# Start of Document

通常，Python 参数用于控制超参数和计算图构造，例如 `num_layers=10`、`training=True` 或 `nonlinearity='relu'`。所以，如果 Python 参数改变，则有必要回溯计算图。

However, it's possible that a Python argument is not being used to control graph construction. In these cases, a change in the Python value can trigger needless retracing. Take, for example, this training loop, which AutoGraph will dynamically unroll. Despite the multiple traces, the generated graph is actually identical, so retracing is unnecessary.

In [None]:
def train_one_step():
  pass

@tf.function
def train(num_steps):
  print("Tracing with num_steps = ", num_steps)
  tf.print("Executing with num_steps = ", num_steps)
  for _ in tf.range(num_steps):
    train_one_step()

print("Retracing occurs for different Python arguments.")
train(num_steps=10)
train(num_steps=20)

print()
print("Traces are reused for Tensor arguments.")
train(num_steps=tf.constant(10))
train(num_steps=tf.constant(20))

If you need to force retracing, create a new `Function`. Separate `Function` objects are guaranteed not to share traces.

# End of Document
# Start of Supplied records

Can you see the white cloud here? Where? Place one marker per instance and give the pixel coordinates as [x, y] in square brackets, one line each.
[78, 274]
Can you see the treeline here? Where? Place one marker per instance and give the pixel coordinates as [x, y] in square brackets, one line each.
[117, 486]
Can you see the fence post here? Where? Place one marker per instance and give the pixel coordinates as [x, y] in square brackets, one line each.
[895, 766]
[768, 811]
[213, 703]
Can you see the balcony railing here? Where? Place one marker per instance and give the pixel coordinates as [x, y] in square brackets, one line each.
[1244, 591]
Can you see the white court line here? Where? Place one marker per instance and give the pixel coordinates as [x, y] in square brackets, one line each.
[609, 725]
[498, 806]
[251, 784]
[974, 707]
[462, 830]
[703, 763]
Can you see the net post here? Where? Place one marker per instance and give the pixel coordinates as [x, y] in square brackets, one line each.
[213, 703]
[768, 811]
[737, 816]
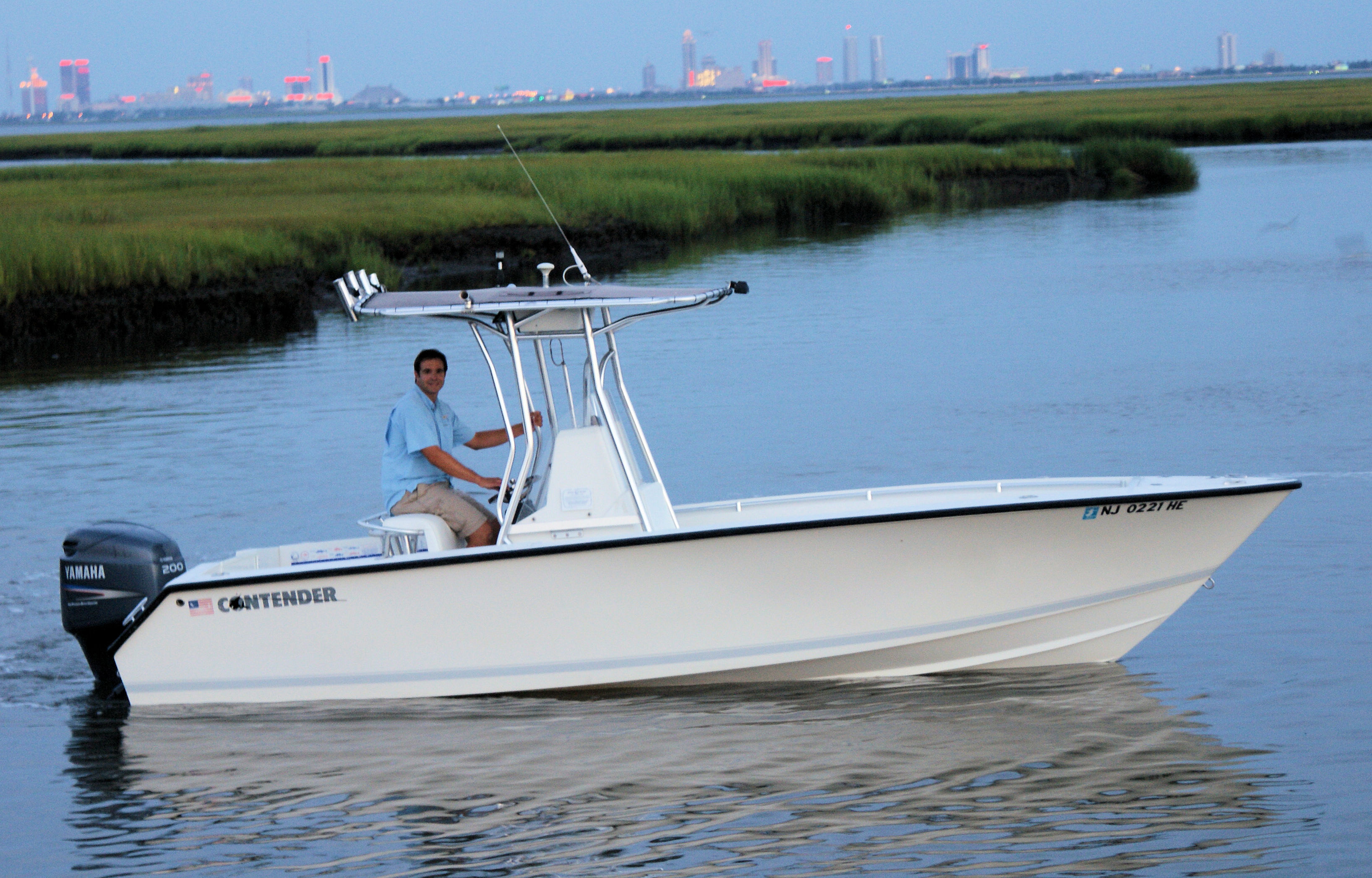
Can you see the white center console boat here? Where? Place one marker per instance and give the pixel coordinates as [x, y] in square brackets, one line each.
[599, 579]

# End of Supplied records

Can you copy the passage on retracing word for word, between "train(num_steps=10)" and "to share traces.", inclusive? The material here comes from a different source than the passage on retracing.

train(num_steps=10)
train(num_steps=20)

print()
print("Traces are reused for Tensor arguments.")
train(num_steps=tf.constant(10))
train(num_steps=tf.constant(20))

If you need to force retracing, create a new `Function`. Separate `Function` objects are guaranteed not to share traces.